**Текущее задание 1**
Переведите на английский язык предложение из текста о высылке интеллигенции: «Важнейшей частью в подготовке этой акции стало рецензирование небольшевистских изданий».
**Текущее задание 2**
Продолжите текст о высылке интеллигенции, начав сразу после его последнего предложения.

**Текст для чтения**

-------

После того, как все, кто мог и хотел из России бежать, оказались в эмиграции, а международная обстановка начала меняться в отношении советского государства к лучшему, пришло, видимо, время всерьез задуматься о судьбе «инстинктивной оппозиции», широко представленной в советском обществе «старой» интеллигенцией. И первым шагом в разработке операции по административной высылке стало выдворение за рубеж в январе 1921 г. группы арестованных анархистов и меньшевиков[69].
Будет буря…
Инструкцией Ленина Дзержинскому начинается собственно операция по высылке интеллигенции. Важнейшей частью в подготовке этой акции стало рецензирование небольшевистских изданий. Критика в адрес идейных противников появлялась на страницах коммунистической прессы и раньше. Теперь каждое официальное издание 30–40 % своего объема стало посвящать такого рода критике.
Обычно современные исследователи попадаются на удочку «революционной фразы» большевистских критических статей — ярлыки и ругательства в адрес оппонентов раздражают и возмущают, а суть изложения ускользает. Между тем, современникам такой способ полемики был привычен — это изобретение не только и даже не столько большевиков, им грешили все предреволюционные публицисты, отличаясь друг от друга лишь набором идеологических клише. Поэтому мне представляется полезным посмотреть, в чем по существу состоял смысл этой критики.
В поле моего внимания попали два наиболее авторитетных в 1922 г. коммунистических издания — «Под знаменем марксизма» (ПЗМ) и «Печать и революция» (ПиР) — и несколько сборников статей.
Начну с последних. Здесь главным героем всех нападок является все тот же проф. П. А. Сорокин, один из самых заметных авторов «Экономиста», «Экономического возрождения» и «Утренников». Основной мотив для критики — его теория экономического либерализма и «англосаксонская позиция», которая «защищала положение о самодеятельности, <о> личной инициативной работе интеллигенции „независимо от власти“ („Утренники“, с. 15)»[70]. Есть и более серьезное обвинение, адресованное не только Сорокину, но и его коллегам по «Экономисту» и Русскому техническому обществу, в том, что они «начали работать по доставлению <…> нэпману соответствующей идеологии. Сам он аполитичен, но эти остатки интеллигенции не были аполитичны…»[71] Замечу, что высылке подверглись многие члены общества и сотрудники журнала вместе с его издателем и редактором Д. А. Лутохиным (он был одним из немногих, кто вернулся в Россию спустя 5 лет, в 1927 г.).

-------

**Предоставленные данные**
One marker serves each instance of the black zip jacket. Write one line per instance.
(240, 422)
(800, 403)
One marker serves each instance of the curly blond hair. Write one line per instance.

-------

**Ответ на задание 1**
The most important part of preparing this action was the reviewing of non-Bolshevik publications.

**Ответ на задание 2**
Самой большой популярностью у критиков пользовался Л. П. Карсавин. Потому, наверное, что его концепция с научной точки зрения была уязвимее и слабее. Статья «Ученый мракобес» В. Ваганяна[72], ответственного редактора «ПЗМ», посвящена сразу нескольким работам Карсавина: «Введение в историю (Теория истории)», «О свободе» и «Noctes Petropolitanae». Ваганян показывает архаичность учения Карсавина, который со всей серьезностью рассуждает о том, что «история представляет собой постепенное развертывание абсолютного или бога», что
«„будущее“ некоторым образом уже дано, что даже возможно „полностью с подлинностью видеть и слышать то, что должен человек будет делать, говорить, думать в любой момент будущего“».
В качестве доказательства своей мысли он приводит пророчества Нострадамуса, иллюстрируя некоторые из них — якобы уже исполнившиеся — случаями из истории.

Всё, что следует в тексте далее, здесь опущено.